## READING PASSAGE
Hedge Funds and Opportunity Zones
Opportunity Zones have recently been cited in the news as new opportunities for investors looking for tax-deferred long-term gains. What is an Opportunity Zone? According to the IRS, an Opportunity Zone is an economically-distressed community where new investments, under certain conditions, may be eligible for preferential tax treatment. Localities qualify as Opportunity Zones if they have been nominated for that designation by the state and that nomination has been certified by the Secretary of the U.S. Treasury via his delegation of authority to the Internal Revenue Service. In order to be eligible for this program, specific state census tracts must have a 20% poverty rate or have a median family income of less than 80% of the surrounding area. Governors then selected 25% of the eligible tracts for the program.
These Zones were added by the Tax Cuts and Jobs Act in 2017 as a way of spurring investment in economically distressed cities. As a result of this new law, many asset managers have been raising new funds to invest in these Zones. The value proposition in these Zones is such that taxes can be deferred on any gains invested in these Funds as late as the end of 2026. In addition, if the investment is held for longer than 5 years, an additional 10% is excluded on the gain. If the investment is held for longer than 7 years, the exclusion becomes 15%. Furthermore, if the investment is held for at least 10 years, the investor is able to be exempt from all capital gains taxes.
Not surprisingly, many funds have been eager to defer capital gains by selling investments that have appreciated and reinvesting the gains in the new funds within six months. According to the rules, the sale of stocks, real estate or businesses can be sold and their proceeds can be reinvested in these Funds. The principal and capital gains can both be invested, but only the capital gains portion is exempt from taxes. There is also no requirement to invest in a like-kind asset in order to defer the gain (which is a requirement in a 1031-exchange).
Funds Investing in Opportunity Zones
One of the more famous (infamous?) funds that has started an Opportunity Fund is Skybridge Capital, whose Co-Founder is Anthony Scaramucci, the former White House communications director for President Trump. Skybridge intends to raise $3 billion for their Opportunity Fund. Another is EJF Capital. They manage almost $7 billion in assets and recently started fundraising for a $500M fund in September 2018.
Skybridge and EJF Capital had announced plans for a joint $3 billion fund, but recently ended the venture after there were concerns about EJF’s experience in managing real estate funds.
While the traditional hedge funds are open to individual investors (many have minimums of $50K to $100K, and in many cases, substantially higher), there are other opportunities for individual investors.
These include crowdsourced investment vehicles like Fundrise, which allow retail investors to invest as little as $500 into a pooled investment vehicle, which then invests in an Opportunity Zone fund.
Benefits of Opportunity Zones
The benefits of these Opportunity Zones are multi-faceted. One is tax deferral for investors. Another is the hope of rebuilding depressed American cities.

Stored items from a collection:
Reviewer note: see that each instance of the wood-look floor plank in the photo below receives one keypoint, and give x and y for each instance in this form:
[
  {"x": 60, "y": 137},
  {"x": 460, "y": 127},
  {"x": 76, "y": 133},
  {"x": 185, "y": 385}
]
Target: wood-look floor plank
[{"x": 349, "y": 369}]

--

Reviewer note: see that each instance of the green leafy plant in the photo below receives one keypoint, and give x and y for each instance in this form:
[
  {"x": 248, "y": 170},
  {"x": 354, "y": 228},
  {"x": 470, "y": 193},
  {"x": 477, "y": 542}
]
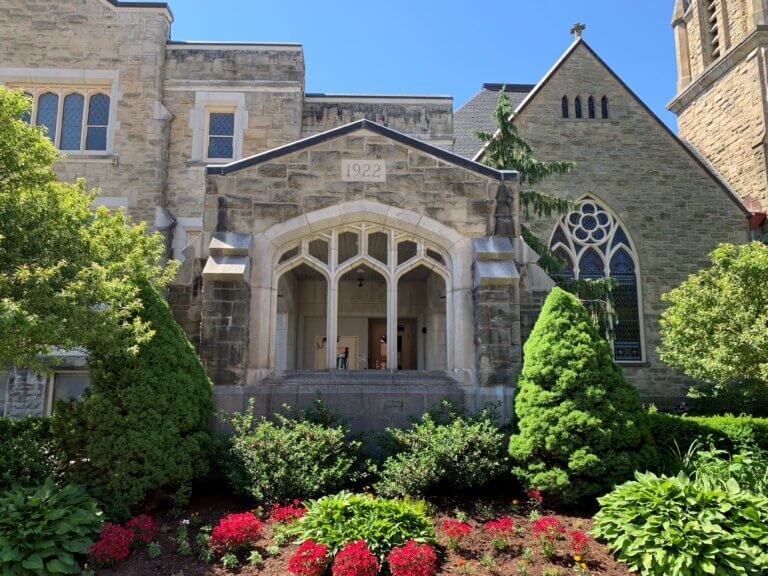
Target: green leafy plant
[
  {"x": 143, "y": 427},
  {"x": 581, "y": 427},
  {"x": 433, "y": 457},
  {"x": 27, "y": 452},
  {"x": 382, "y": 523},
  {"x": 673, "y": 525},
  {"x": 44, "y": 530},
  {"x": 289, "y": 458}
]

## THE EXERCISE
Please summarize the article on Opportunity Zones in two sentences.

## CORRECT OUTPUT
Opportunity Zones, added by the Tax Cuts and Jobs Act in 2017, are economically distressed communities where new investments may get preferential tax treatment: gains can be deferred as late as the end of 2026, holdings longer than 5 or 7 years bring larger exclusions, and holdings of at least 10 years are exempt from all capital gains taxes. Many asset managers, such as Skybridge Capital and EJF Capital, have been raising funds to invest in these Zones, and individual investors can also take part through crowdsourced vehicles like Fundrise with as little as $500.